▸ **Exercise details**
Write out each entry below exactly; the images do not belong in your copy.

(Listed records begins)

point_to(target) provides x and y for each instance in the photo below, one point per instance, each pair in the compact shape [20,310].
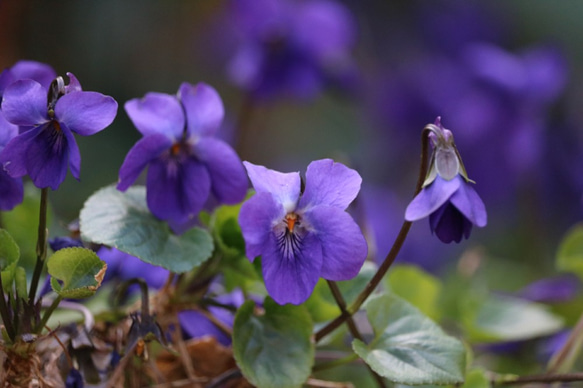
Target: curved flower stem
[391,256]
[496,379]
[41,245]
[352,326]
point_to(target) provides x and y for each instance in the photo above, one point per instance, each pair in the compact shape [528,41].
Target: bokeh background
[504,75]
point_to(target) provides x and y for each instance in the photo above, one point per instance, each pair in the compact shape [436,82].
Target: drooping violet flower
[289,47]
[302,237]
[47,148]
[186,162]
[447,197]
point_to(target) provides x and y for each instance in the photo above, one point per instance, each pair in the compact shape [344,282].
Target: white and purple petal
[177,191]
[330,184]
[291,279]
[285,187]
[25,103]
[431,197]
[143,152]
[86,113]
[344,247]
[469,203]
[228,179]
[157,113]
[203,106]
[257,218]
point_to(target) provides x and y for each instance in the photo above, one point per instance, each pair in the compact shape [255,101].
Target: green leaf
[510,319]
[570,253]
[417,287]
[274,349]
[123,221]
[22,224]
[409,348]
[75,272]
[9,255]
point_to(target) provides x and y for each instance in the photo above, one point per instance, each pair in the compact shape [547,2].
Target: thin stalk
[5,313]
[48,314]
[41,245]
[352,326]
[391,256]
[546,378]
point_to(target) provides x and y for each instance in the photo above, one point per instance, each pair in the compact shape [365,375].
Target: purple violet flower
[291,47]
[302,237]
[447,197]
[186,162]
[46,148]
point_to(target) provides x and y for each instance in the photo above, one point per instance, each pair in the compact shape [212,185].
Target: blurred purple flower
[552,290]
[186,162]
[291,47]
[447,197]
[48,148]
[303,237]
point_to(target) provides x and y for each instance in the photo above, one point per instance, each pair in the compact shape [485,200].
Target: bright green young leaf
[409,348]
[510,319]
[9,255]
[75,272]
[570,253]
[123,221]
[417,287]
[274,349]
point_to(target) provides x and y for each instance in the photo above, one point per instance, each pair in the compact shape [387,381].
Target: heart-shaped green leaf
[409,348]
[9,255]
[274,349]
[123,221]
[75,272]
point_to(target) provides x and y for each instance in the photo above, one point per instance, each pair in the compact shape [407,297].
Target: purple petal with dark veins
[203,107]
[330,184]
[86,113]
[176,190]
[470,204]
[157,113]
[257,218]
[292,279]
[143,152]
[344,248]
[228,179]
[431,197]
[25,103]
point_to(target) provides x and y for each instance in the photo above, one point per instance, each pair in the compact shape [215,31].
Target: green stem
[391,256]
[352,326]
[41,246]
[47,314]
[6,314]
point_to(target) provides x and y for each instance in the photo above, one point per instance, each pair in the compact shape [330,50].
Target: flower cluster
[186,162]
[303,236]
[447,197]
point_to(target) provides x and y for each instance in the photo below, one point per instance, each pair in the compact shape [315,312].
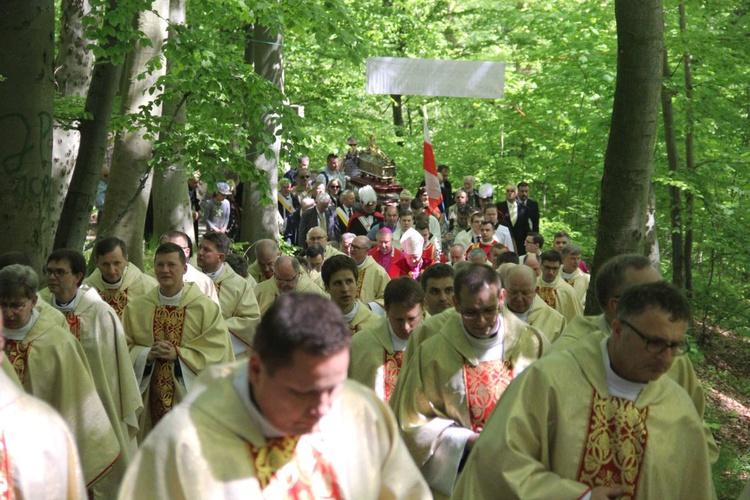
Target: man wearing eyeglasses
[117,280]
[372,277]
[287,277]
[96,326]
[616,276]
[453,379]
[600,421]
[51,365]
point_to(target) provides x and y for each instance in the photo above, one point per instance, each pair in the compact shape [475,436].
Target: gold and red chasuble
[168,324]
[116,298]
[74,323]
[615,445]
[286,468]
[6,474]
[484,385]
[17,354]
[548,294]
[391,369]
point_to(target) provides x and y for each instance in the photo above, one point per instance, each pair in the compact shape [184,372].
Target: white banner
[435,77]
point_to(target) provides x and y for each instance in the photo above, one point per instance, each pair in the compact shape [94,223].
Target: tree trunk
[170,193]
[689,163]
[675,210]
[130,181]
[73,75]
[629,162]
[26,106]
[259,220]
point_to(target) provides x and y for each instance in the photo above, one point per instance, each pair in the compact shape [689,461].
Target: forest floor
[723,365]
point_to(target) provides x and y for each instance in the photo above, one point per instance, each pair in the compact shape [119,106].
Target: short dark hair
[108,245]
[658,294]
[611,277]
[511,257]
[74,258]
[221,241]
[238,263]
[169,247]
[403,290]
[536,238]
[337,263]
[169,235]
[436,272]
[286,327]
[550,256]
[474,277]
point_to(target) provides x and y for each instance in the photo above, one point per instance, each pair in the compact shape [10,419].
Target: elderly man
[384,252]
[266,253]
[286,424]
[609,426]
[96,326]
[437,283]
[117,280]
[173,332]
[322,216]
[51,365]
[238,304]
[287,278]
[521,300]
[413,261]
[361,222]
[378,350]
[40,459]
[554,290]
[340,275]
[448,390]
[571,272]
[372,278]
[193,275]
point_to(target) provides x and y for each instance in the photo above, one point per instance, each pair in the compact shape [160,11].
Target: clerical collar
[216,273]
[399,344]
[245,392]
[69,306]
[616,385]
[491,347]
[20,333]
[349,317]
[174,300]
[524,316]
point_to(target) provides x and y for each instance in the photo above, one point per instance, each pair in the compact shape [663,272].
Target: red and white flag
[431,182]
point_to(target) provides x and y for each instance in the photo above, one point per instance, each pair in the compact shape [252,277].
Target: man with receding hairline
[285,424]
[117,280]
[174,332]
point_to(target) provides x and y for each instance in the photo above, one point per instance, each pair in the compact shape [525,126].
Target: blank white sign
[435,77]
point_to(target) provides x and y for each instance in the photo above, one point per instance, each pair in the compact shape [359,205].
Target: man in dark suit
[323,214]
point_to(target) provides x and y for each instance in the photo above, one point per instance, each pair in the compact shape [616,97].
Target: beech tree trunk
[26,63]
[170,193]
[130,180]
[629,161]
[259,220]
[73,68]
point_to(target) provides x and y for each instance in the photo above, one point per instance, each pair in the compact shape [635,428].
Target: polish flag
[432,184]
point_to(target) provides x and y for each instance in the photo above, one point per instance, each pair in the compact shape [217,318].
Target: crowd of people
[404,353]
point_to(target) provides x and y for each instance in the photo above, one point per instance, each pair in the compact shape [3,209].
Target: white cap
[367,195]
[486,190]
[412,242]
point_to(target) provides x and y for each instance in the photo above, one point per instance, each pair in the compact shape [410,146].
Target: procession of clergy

(Listed records ends)

▸ **Task response**
point_to(target) provides x and y for each instance in the photo below, one point per instance, each pair in the compact shape [20,310].
Target: curved flower stem
[391,256]
[496,379]
[41,245]
[352,326]
point_to(target) provides x and y for each instance in the photo above, one point per instance, each pair in the compact shape [528,41].
Target: bokeh background
[504,75]
point_to(target) provides x and y for each instance in the photo above, one point per instance, each pair in the compact shape [436,82].
Target: drooping violet flower
[289,47]
[302,237]
[47,148]
[186,162]
[447,197]
point_to(target) provides x and y for each instance in the photo above, one point per instance, each pair in the compact shape [344,282].
Target: white and purple petal
[177,191]
[330,184]
[291,279]
[285,187]
[25,103]
[431,197]
[143,152]
[86,113]
[344,247]
[469,203]
[228,179]
[157,113]
[203,106]
[257,218]
point_to(target) provides x and y for each instance in the photo above, one point per instance, each pair in the compact shape [255,101].
Target: green leaf
[510,319]
[570,253]
[417,287]
[274,349]
[123,221]
[22,224]
[409,348]
[75,272]
[9,255]
point_to(target) provides x and y for each instance in the photo above, one point per instance, each pair in the compact shape [547,2].
Target: thin stalk
[5,313]
[48,314]
[41,245]
[352,326]
[391,256]
[546,378]
point_to(target) provides x and y for each instance in the photo above, one point per instance, each pair in the compact shape [365,375].
Target: purple violet flower
[291,47]
[302,237]
[447,197]
[186,162]
[46,148]
point_to(target) provides x and y for each instance in the photo above, one point per instance, each pair in the compact shape [212,185].
Target: blurred purple flower
[552,290]
[186,162]
[291,47]
[447,197]
[48,148]
[303,237]
point_to(target) provides x and y for each instance in the photo above, one point per instance, each pair in the compact shape [485,200].
Target: bright green young leaf
[409,348]
[510,319]
[9,255]
[75,272]
[570,253]
[123,221]
[417,287]
[274,349]
point_to(target) provides x and y for each instance in the photo above, one point per instance, each pair in the compact shape [387,381].
Target: heart-shaped green leaf
[409,348]
[9,255]
[274,349]
[123,221]
[75,272]
point_to(target) provides x and y for each instance in the photo above, one point per instance, each pair in the compact shape [407,297].
Target: purple petal with dark veins
[203,107]
[330,184]
[86,113]
[176,190]
[470,204]
[157,113]
[257,218]
[292,279]
[143,152]
[344,248]
[228,179]
[431,197]
[25,103]
point_to(target) provides x and y for each instance in the photo above, one point per instance, each pair in the compact shape [215,31].
Target: green stem
[391,256]
[352,326]
[41,246]
[47,314]
[6,314]
point_to(target) provides x and y for each instance in the photo above, one point per instance, each pair in the compact shape [330,50].
Target: flower cluster
[186,162]
[303,236]
[447,197]
point_to(target) provides x and y for each instance in the photo below, one point per instance, each pair in the compact shape [315,312].
Target: man wearing eyeglasses
[117,280]
[372,277]
[287,277]
[96,326]
[616,276]
[453,379]
[600,421]
[51,365]
point_to(target) provides x and y for each instance in the photo above, one point per instance, each pair in the compact shape [475,436].
Target: gold and red chasuble
[168,324]
[116,298]
[74,323]
[615,445]
[286,468]
[6,474]
[484,385]
[17,354]
[548,294]
[391,369]
point_to(target) provides x and y for each instance in the photo above, one point per instance, each pair in the compact shape [184,372].
Target: white banner
[435,77]
point_to(target) provides x and y for each instance in the photo above, one point per instance, each pair in the compact shape [94,223].
Target: tree trunk
[170,193]
[689,163]
[675,210]
[130,181]
[73,75]
[629,162]
[26,106]
[259,220]
point_to(target) provides x and y for each instance in the photo above, one point per instance, each pair in the compact shape [689,461].
Target: forest floor
[723,365]
point_to(target) provides x and y for each instance in the photo above, one point per instance, each pair in the compact shape [119,106].
Target: short dark hair
[108,245]
[658,294]
[611,277]
[511,257]
[74,258]
[221,241]
[238,263]
[169,247]
[403,290]
[536,238]
[337,263]
[169,235]
[436,272]
[286,327]
[550,256]
[474,277]
point_to(target) provides x and y for each instance in the photo above, one point per instance, each pair in the compact shape [10,419].
Target: elderly man
[384,252]
[266,253]
[286,424]
[609,426]
[96,326]
[437,283]
[117,280]
[173,332]
[322,216]
[51,365]
[238,304]
[287,278]
[521,300]
[413,261]
[361,222]
[378,350]
[40,459]
[554,290]
[340,275]
[448,390]
[571,272]
[372,278]
[193,275]
point_to(target) provides x and y for each instance in the photo above, one point per instance, each pair in the compact shape [160,11].
Target: clerical collar
[216,273]
[399,344]
[245,392]
[69,306]
[616,385]
[491,347]
[20,333]
[349,317]
[174,300]
[524,316]
point_to(target) provides x and y for each instance in the photo above, one point per instance, each pair in the compact shape [663,272].
Target: red and white flag
[431,182]
point_to(target) provides x and y for each instance in the photo above, one point per instance, each pair in the compact shape [252,277].
Target: man with receding hairline
[285,424]
[117,280]
[174,332]
point_to(target) provides x and y for each instance in the photo above, one point per instance, each pair in the compact shape [525,126].
Target: blank white sign
[435,77]
point_to(target) provides x and y for each instance in the photo above, one point per instance, each pair in the compact shape [359,205].
Target: man in dark suit
[323,214]
point_to(target) provides x and y for each instance in the photo above, one point per instance, each pair in the compact shape [616,97].
Target: beech tree trunk
[26,63]
[170,193]
[130,180]
[629,161]
[259,220]
[73,68]
point_to(target) provides x and y for each instance in the photo above, one point per instance, each pair in the compact shape [635,428].
Target: polish flag
[432,184]
point_to(target) provides x and y for each instance in the photo above, one point per instance, each pair in the compact shape [217,318].
Target: crowd of people
[404,353]
point_to(target) provides x and y for each instance in the photo above, one point per instance, each pair in the compact shape [3,209].
Target: white cap
[367,195]
[486,190]
[412,242]
point_to(target) provides x and y for each instance in the photo above, one point per instance, each pair in the compact shape [410,146].
Target: procession of clergy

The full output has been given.